> **Stated task**
Each entry below should be written out exactly as it is, with no pictures.

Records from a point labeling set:

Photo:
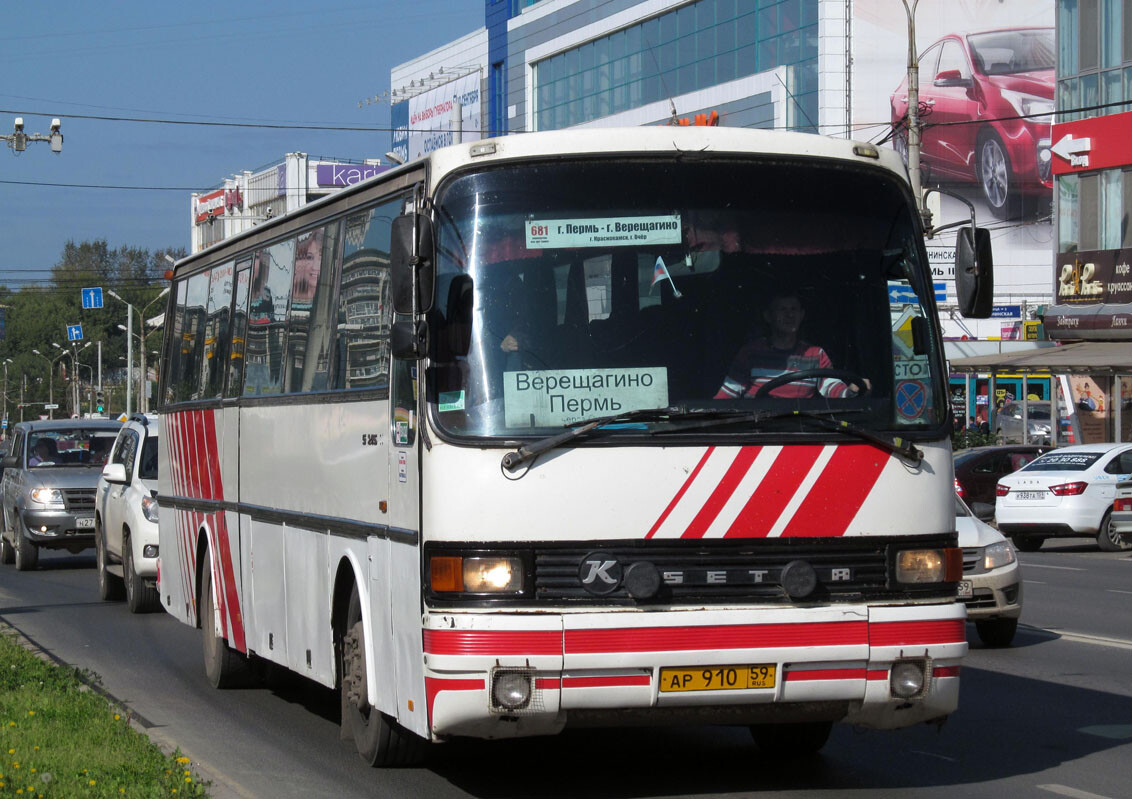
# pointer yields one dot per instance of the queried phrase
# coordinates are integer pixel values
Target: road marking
(1061, 568)
(1115, 731)
(932, 754)
(1081, 637)
(1066, 791)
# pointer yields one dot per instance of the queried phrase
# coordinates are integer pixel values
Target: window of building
(685, 50)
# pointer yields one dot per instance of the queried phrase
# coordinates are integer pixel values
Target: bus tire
(110, 585)
(379, 740)
(139, 596)
(791, 740)
(224, 667)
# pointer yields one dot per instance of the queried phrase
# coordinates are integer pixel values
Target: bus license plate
(718, 678)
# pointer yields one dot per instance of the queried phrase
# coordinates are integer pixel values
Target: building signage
(209, 205)
(1094, 277)
(346, 174)
(1098, 143)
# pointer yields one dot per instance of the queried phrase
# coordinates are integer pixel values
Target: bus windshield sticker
(452, 401)
(609, 231)
(554, 398)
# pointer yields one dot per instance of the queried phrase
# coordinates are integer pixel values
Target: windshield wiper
(895, 445)
(529, 452)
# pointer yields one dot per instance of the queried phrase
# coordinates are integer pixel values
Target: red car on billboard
(974, 88)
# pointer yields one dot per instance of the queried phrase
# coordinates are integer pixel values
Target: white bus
(494, 443)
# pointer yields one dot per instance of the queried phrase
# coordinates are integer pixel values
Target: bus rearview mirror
(974, 273)
(402, 264)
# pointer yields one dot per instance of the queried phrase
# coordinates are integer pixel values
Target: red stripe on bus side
(679, 495)
(916, 633)
(839, 492)
(825, 675)
(722, 492)
(459, 642)
(619, 681)
(212, 455)
(717, 637)
(770, 498)
(434, 686)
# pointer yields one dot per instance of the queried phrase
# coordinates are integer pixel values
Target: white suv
(126, 517)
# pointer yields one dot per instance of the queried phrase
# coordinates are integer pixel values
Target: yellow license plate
(718, 678)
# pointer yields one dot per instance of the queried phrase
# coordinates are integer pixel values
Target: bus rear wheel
(788, 741)
(379, 740)
(224, 667)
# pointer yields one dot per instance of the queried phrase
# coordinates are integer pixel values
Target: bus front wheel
(380, 741)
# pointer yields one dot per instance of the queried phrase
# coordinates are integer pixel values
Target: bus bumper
(614, 668)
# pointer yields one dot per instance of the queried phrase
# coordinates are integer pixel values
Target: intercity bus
(456, 443)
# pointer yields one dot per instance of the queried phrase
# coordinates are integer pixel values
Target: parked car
(974, 91)
(1008, 423)
(1068, 491)
(1122, 513)
(46, 495)
(126, 517)
(978, 470)
(992, 584)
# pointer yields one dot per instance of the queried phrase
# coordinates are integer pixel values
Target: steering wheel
(845, 376)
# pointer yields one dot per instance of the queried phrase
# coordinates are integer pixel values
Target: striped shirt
(759, 362)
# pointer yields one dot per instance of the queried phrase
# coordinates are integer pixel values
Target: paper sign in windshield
(610, 231)
(552, 398)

> **Response**
Photo:
# pointer yields one dot per instance of the queried phrase
# coordinates are integer pixel values
Target: road marking
(1061, 568)
(1115, 731)
(932, 754)
(1081, 637)
(1066, 791)
# pointer yields one dot per instance of the queried phrase
# coordinates are integer pixel values
Target: window of building
(685, 50)
# pointer yields one dot per instance of the queried phrase
# coordinates are integer pixel values
Target: bus tire
(110, 585)
(379, 740)
(139, 596)
(791, 740)
(224, 667)
# pointer yields one dot per instance of the queried phrase
# coordinates are integer pixel values
Target: bus license plate
(718, 678)
# pointer yields one dot per instance of the queried phrase
# coordinates are integer pixel values
Target: building signage
(209, 205)
(1094, 277)
(346, 174)
(1098, 143)
# pointer yields one dot per instance of the queried phrase
# coordinates are integer pixel values
Target: bus windshield sticker
(452, 401)
(609, 231)
(554, 398)
# pointer yields one dot per instance of the queried phrase
# coordinates are integer pixel values
Target: windshield wiper
(895, 445)
(529, 452)
# pointer yields one dot per instance of the queried phrase
# coordinates are integer pixel values
Target: red car on billboard
(974, 88)
# pointer yields one dot per instance of the queried phrase
# coordinates are integer pixel values
Target: white bus
(494, 443)
# pointer yields one dot per instance of the queried phrase
# coordinates are integer pixel values
Target: bus rearview mirror
(974, 273)
(402, 264)
# pointer yields one dot per instance of the queried phrase
# coordinates are integer pixel values
Target: red stripe on bus side
(679, 495)
(916, 633)
(839, 492)
(825, 675)
(722, 492)
(459, 642)
(619, 681)
(212, 455)
(717, 637)
(770, 498)
(434, 686)
# pointer yields one dot per instance of the queried phrase
# coordinates are integer pixel values
Target: white suv
(126, 517)
# pointer yields one dot per instance of the queried phrase
# coordinates are integer pixel values
Target: yellow license plate
(718, 678)
# pointer yields one dot per instance of the queried phrase
# coordinates are integer pixel values
Target: bus rear wheel
(788, 741)
(379, 740)
(224, 667)
# pointer yields one dot per instance of the queried phrase
# coordinates are integer pixel values
Target: bus front wheel
(380, 741)
# pointer yields one dot per instance of the queried phrase
# coordinates are integer pixel values
Target: bus bumper
(614, 668)
# pointer yields one dot per instance of the queried phrase
# coordinates are integer pixel values
Target: intercity bus
(456, 443)
# pointer yields one dot per instance of the queried phrase
# coordinates are integer pixel values
Target: parked car
(974, 91)
(1008, 423)
(1068, 491)
(1122, 513)
(46, 495)
(126, 517)
(978, 470)
(992, 584)
# pointer yields one dot per instance of the queried phrase
# coordinates are integer pixel values
Target: steering wheel
(845, 376)
# pointer yields one dot per instance of the queried phrase
# coordinates are integer pixel values
Target: striped shirt
(759, 362)
# pointer yields one dot per instance of the queried phrase
# coordinates are integer pixel values
Target: paper sign in windshield
(610, 231)
(552, 398)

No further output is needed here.